** BEGIN DATA ENTRIES **

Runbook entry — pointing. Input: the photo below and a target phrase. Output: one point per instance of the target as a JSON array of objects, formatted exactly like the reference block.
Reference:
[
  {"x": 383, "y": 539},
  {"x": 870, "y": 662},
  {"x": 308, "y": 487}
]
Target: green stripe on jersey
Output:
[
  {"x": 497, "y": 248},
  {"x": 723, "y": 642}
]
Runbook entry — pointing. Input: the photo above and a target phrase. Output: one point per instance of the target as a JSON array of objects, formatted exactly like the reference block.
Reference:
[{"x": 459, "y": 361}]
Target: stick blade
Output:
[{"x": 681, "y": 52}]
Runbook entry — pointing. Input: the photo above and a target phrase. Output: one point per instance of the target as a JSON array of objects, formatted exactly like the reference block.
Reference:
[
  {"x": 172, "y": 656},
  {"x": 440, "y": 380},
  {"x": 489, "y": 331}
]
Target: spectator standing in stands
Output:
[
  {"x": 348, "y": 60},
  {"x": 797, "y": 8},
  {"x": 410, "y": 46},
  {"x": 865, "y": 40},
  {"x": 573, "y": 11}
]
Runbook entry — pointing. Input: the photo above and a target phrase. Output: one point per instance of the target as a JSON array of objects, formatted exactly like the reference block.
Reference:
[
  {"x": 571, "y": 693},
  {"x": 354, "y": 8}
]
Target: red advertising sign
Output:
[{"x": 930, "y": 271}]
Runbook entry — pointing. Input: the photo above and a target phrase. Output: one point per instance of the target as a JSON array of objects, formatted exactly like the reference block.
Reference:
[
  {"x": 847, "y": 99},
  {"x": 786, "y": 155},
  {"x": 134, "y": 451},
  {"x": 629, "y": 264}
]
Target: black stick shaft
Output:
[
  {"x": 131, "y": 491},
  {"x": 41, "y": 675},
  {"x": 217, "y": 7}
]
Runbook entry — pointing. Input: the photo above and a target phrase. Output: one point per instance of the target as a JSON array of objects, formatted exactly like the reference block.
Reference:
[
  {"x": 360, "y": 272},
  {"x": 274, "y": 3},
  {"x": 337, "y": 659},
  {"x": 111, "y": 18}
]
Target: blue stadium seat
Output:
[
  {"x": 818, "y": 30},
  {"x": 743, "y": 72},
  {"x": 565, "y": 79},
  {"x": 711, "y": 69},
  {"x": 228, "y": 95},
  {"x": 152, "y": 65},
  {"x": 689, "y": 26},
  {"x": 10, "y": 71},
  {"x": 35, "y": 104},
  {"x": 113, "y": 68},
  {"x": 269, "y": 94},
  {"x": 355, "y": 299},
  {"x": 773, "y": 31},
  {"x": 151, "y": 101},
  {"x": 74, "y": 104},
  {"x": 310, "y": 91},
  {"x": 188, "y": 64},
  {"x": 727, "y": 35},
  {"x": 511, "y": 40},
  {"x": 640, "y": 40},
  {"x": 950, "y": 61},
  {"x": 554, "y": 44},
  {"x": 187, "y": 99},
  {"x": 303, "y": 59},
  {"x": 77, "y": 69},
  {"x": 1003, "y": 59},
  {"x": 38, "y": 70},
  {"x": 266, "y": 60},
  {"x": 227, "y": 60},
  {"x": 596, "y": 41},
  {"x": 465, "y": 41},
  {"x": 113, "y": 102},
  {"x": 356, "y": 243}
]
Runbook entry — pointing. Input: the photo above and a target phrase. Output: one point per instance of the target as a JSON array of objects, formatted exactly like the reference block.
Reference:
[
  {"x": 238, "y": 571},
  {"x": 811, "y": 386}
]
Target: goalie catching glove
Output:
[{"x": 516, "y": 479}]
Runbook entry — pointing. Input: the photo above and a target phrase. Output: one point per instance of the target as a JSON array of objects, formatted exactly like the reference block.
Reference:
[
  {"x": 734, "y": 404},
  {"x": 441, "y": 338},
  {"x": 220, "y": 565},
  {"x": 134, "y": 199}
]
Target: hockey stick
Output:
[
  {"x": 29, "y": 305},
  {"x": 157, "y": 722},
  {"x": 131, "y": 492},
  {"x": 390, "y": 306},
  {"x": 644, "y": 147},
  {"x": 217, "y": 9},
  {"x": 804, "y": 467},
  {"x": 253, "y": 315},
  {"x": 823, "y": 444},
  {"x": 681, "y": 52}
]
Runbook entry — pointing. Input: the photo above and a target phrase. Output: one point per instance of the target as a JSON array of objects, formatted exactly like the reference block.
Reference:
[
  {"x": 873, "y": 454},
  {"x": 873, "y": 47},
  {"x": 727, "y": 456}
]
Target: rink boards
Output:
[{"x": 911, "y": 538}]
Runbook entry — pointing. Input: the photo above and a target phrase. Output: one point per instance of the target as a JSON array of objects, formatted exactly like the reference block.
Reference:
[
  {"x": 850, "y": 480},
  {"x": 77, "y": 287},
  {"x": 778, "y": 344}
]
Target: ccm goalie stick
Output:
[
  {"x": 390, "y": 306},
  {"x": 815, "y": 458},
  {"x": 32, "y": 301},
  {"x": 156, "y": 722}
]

** END DATA ENTRIES **

*STATED PROBLEM:* Repeat the material word for word, in full.

*ANSWER TO THE EXERCISE:*
Runbook entry — pointing. Input: the photo below and a target phrase. Output: one point per instance of the target as a JSON array of objects, formatted exactly like the reference block.
Reference:
[
  {"x": 383, "y": 539},
  {"x": 870, "y": 662},
  {"x": 308, "y": 487}
]
Target: green stripe on jersey
Output:
[
  {"x": 497, "y": 248},
  {"x": 723, "y": 642}
]
Runbook entry — pointing. Input: the photo above and a target phrase. Output: one point per instance of the target as a JSON array of objects, formatted exactly like the reference block.
Reference:
[{"x": 459, "y": 361}]
Target: stick blade
Output:
[{"x": 681, "y": 52}]
Runbook entry — pointing. Input: the photo above and a target phrase. Output: one point per instance of the target as a JSON array of objects, formatted exactly like the reference block.
Reference:
[
  {"x": 172, "y": 656},
  {"x": 440, "y": 380},
  {"x": 489, "y": 331}
]
Target: spectator standing in stands
Output:
[
  {"x": 348, "y": 60},
  {"x": 797, "y": 8},
  {"x": 410, "y": 46},
  {"x": 865, "y": 40},
  {"x": 573, "y": 11}
]
Runbook entry — pointing. Input: the photo above and a target phrase. Output: one point per instance of the target as a JSON array of objects, formatted exactly like the reference block.
Reference:
[
  {"x": 571, "y": 693},
  {"x": 354, "y": 8}
]
Target: red advertising sign
Output:
[{"x": 930, "y": 271}]
Runbook entry — pointing. Input: the photo above and a target phrase. Output: one point per instance of the target as a JSON array of objects, formatted exactly like the reference block.
Reference:
[
  {"x": 847, "y": 99},
  {"x": 786, "y": 155},
  {"x": 134, "y": 451},
  {"x": 629, "y": 264}
]
Target: black stick shaft
Output:
[
  {"x": 131, "y": 491},
  {"x": 41, "y": 675},
  {"x": 217, "y": 7}
]
Runbook entry — pointing. Input: the photo above and a target phrase. Output: one point per instance of the target as a JSON array of objects, formatted exactly like the reference block.
Reference:
[
  {"x": 360, "y": 272},
  {"x": 274, "y": 3},
  {"x": 337, "y": 659},
  {"x": 111, "y": 18}
]
Target: blue stadium seat
Output:
[
  {"x": 818, "y": 30},
  {"x": 743, "y": 72},
  {"x": 565, "y": 79},
  {"x": 711, "y": 69},
  {"x": 228, "y": 95},
  {"x": 152, "y": 65},
  {"x": 689, "y": 26},
  {"x": 10, "y": 71},
  {"x": 35, "y": 104},
  {"x": 113, "y": 68},
  {"x": 269, "y": 94},
  {"x": 355, "y": 299},
  {"x": 773, "y": 31},
  {"x": 151, "y": 101},
  {"x": 74, "y": 104},
  {"x": 310, "y": 91},
  {"x": 188, "y": 64},
  {"x": 727, "y": 35},
  {"x": 511, "y": 40},
  {"x": 640, "y": 40},
  {"x": 950, "y": 61},
  {"x": 554, "y": 44},
  {"x": 187, "y": 99},
  {"x": 303, "y": 59},
  {"x": 77, "y": 69},
  {"x": 1003, "y": 59},
  {"x": 38, "y": 70},
  {"x": 266, "y": 60},
  {"x": 227, "y": 60},
  {"x": 596, "y": 41},
  {"x": 465, "y": 41},
  {"x": 113, "y": 102},
  {"x": 356, "y": 243}
]
Runbook entry — pointing. Input: the photo above and a target phrase. Output: one point per instance of the target as a JSON array of objects, formatted exactly like the reference block.
Reference:
[
  {"x": 238, "y": 571},
  {"x": 811, "y": 386}
]
Target: goalie catching glove
Output:
[{"x": 516, "y": 479}]
Runbook entry — pointing. Input: the photo above and a target phrase. Output: one point per instance of the target as a JSON array of objects, formatted exactly like the reference block.
Reference:
[
  {"x": 734, "y": 404},
  {"x": 441, "y": 338},
  {"x": 220, "y": 565},
  {"x": 134, "y": 199}
]
Target: hockey stick
Output:
[
  {"x": 29, "y": 305},
  {"x": 157, "y": 722},
  {"x": 131, "y": 492},
  {"x": 390, "y": 306},
  {"x": 644, "y": 147},
  {"x": 217, "y": 9},
  {"x": 804, "y": 467},
  {"x": 253, "y": 315},
  {"x": 823, "y": 444},
  {"x": 681, "y": 52}
]
Runbook entry — pointing. Input: the photo above and a target phrase. Output: one point per instance of the target as a JSON array of objects, formatted exactly like the reference block.
Reference:
[
  {"x": 873, "y": 454},
  {"x": 873, "y": 47},
  {"x": 727, "y": 456}
]
Target: rink boards
Output:
[{"x": 911, "y": 538}]
Runbook entry — pointing. Input: the photo above and a target phrase. Output: one point per instance of the target as a JSON array of objects, formatted exactly like the reference block.
Reference:
[
  {"x": 850, "y": 480},
  {"x": 77, "y": 287},
  {"x": 778, "y": 344}
]
Target: ccm goalie stick
Output:
[
  {"x": 390, "y": 306},
  {"x": 815, "y": 458},
  {"x": 32, "y": 301},
  {"x": 156, "y": 722}
]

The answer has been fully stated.